- **TASK**: Exactly reproduce the lines from the line containing "For the mapping pass, tag each instance of the sandy substrate" to the end of the data below, inclusive, and nothing else.

- **Object position labeling entries**:

════════════════════

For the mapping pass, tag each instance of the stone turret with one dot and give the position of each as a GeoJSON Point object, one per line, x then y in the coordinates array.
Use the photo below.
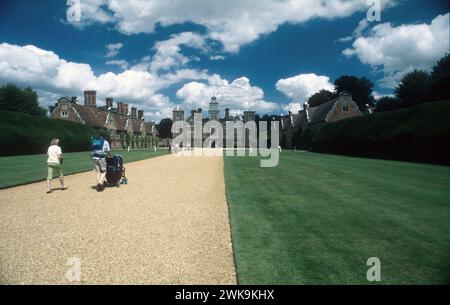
{"type": "Point", "coordinates": [90, 98]}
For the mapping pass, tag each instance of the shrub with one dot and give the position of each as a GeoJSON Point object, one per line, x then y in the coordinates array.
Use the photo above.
{"type": "Point", "coordinates": [419, 133]}
{"type": "Point", "coordinates": [22, 134]}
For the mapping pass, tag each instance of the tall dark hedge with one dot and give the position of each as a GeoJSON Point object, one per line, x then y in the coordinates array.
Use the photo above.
{"type": "Point", "coordinates": [22, 134]}
{"type": "Point", "coordinates": [420, 133]}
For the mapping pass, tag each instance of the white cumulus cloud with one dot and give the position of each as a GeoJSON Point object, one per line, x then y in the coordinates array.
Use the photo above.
{"type": "Point", "coordinates": [302, 86]}
{"type": "Point", "coordinates": [232, 22]}
{"type": "Point", "coordinates": [168, 53]}
{"type": "Point", "coordinates": [113, 49]}
{"type": "Point", "coordinates": [396, 50]}
{"type": "Point", "coordinates": [237, 95]}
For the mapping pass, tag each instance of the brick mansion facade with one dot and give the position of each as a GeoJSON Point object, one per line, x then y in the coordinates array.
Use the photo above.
{"type": "Point", "coordinates": [339, 108]}
{"type": "Point", "coordinates": [213, 114]}
{"type": "Point", "coordinates": [125, 129]}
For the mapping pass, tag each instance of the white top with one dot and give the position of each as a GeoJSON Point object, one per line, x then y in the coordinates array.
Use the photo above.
{"type": "Point", "coordinates": [105, 149]}
{"type": "Point", "coordinates": [53, 154]}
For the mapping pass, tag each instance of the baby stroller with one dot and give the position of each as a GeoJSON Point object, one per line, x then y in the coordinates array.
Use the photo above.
{"type": "Point", "coordinates": [115, 172]}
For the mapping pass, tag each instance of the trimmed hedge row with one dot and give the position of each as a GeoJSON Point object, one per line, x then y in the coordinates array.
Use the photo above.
{"type": "Point", "coordinates": [420, 133]}
{"type": "Point", "coordinates": [23, 134]}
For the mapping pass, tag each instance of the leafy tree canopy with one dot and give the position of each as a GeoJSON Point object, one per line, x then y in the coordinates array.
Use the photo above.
{"type": "Point", "coordinates": [360, 87]}
{"type": "Point", "coordinates": [413, 88]}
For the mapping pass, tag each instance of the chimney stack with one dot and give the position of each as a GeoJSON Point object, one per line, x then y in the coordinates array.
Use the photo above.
{"type": "Point", "coordinates": [109, 102]}
{"type": "Point", "coordinates": [90, 98]}
{"type": "Point", "coordinates": [141, 114]}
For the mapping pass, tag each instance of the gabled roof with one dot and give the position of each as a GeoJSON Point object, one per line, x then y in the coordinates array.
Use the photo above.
{"type": "Point", "coordinates": [135, 124]}
{"type": "Point", "coordinates": [92, 115]}
{"type": "Point", "coordinates": [319, 113]}
{"type": "Point", "coordinates": [120, 121]}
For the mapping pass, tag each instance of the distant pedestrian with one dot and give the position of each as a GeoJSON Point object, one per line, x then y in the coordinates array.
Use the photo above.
{"type": "Point", "coordinates": [101, 150]}
{"type": "Point", "coordinates": [54, 161]}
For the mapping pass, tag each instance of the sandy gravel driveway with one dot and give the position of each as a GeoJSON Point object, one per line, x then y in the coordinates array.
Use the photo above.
{"type": "Point", "coordinates": [169, 225]}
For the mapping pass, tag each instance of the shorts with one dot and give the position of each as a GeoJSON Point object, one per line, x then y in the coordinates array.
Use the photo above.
{"type": "Point", "coordinates": [56, 167]}
{"type": "Point", "coordinates": [99, 165]}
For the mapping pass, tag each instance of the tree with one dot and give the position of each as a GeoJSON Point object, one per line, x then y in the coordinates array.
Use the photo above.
{"type": "Point", "coordinates": [387, 103]}
{"type": "Point", "coordinates": [13, 98]}
{"type": "Point", "coordinates": [440, 79]}
{"type": "Point", "coordinates": [165, 128]}
{"type": "Point", "coordinates": [413, 88]}
{"type": "Point", "coordinates": [361, 88]}
{"type": "Point", "coordinates": [320, 97]}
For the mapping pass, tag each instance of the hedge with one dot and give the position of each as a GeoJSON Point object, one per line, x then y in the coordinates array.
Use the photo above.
{"type": "Point", "coordinates": [420, 133]}
{"type": "Point", "coordinates": [22, 134]}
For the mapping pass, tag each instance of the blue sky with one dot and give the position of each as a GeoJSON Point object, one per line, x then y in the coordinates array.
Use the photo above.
{"type": "Point", "coordinates": [271, 55]}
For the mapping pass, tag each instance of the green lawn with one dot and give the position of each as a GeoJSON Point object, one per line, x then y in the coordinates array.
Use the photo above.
{"type": "Point", "coordinates": [316, 219]}
{"type": "Point", "coordinates": [16, 170]}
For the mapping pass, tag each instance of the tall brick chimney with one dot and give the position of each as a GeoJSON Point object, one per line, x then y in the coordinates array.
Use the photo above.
{"type": "Point", "coordinates": [109, 102]}
{"type": "Point", "coordinates": [140, 114]}
{"type": "Point", "coordinates": [90, 98]}
{"type": "Point", "coordinates": [133, 112]}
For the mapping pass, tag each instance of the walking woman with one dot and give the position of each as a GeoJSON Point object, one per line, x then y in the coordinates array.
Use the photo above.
{"type": "Point", "coordinates": [54, 161]}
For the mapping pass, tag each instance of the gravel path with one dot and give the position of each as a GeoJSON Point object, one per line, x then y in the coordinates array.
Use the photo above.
{"type": "Point", "coordinates": [168, 226]}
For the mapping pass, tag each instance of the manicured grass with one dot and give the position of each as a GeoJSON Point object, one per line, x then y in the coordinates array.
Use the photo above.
{"type": "Point", "coordinates": [317, 218]}
{"type": "Point", "coordinates": [16, 170]}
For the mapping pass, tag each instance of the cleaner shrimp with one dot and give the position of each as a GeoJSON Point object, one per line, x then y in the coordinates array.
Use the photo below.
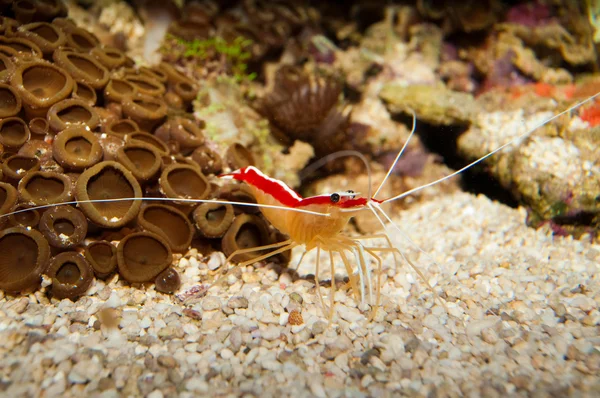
{"type": "Point", "coordinates": [317, 222]}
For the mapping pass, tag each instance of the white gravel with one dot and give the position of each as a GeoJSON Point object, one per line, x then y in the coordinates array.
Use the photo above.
{"type": "Point", "coordinates": [523, 319]}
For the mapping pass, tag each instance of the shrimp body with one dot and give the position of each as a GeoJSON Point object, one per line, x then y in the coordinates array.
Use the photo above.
{"type": "Point", "coordinates": [302, 228]}
{"type": "Point", "coordinates": [320, 228]}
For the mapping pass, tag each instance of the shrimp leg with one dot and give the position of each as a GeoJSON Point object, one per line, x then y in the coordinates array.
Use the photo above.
{"type": "Point", "coordinates": [317, 285]}
{"type": "Point", "coordinates": [378, 282]}
{"type": "Point", "coordinates": [380, 236]}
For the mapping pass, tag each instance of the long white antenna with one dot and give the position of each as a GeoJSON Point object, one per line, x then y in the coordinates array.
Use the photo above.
{"type": "Point", "coordinates": [398, 156]}
{"type": "Point", "coordinates": [481, 159]}
{"type": "Point", "coordinates": [181, 200]}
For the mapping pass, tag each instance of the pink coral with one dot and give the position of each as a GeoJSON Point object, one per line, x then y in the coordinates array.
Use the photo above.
{"type": "Point", "coordinates": [529, 14]}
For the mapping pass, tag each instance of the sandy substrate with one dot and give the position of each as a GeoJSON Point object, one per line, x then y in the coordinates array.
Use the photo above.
{"type": "Point", "coordinates": [523, 318]}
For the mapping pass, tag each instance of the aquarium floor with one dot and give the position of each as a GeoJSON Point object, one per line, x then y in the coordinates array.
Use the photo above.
{"type": "Point", "coordinates": [522, 317]}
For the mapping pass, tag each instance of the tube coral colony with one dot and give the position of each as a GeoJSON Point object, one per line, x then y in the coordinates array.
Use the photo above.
{"type": "Point", "coordinates": [113, 171]}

════════════════════

- **ANSWER FOR THIS EXERCISE**:
For the mapping pass, tag each instance of the sandy substrate with one dot and give the position of each as a GeoJSON Point object, one per line, x then y in the coordinates array.
Use the photo above.
{"type": "Point", "coordinates": [523, 318]}
For the mapping pass, tag each instance of the aquarium floor with one dot and give the position of each as a GeoJSON Point object, one per line, x then y in the coordinates array.
Use the photo above.
{"type": "Point", "coordinates": [522, 317]}
For the mapping pass, tag each instance of the tube coral colony with one dot and give the position of each as a GeoJSON Point object, one per line, x then y in the coordinates array.
Use the photo above.
{"type": "Point", "coordinates": [113, 171]}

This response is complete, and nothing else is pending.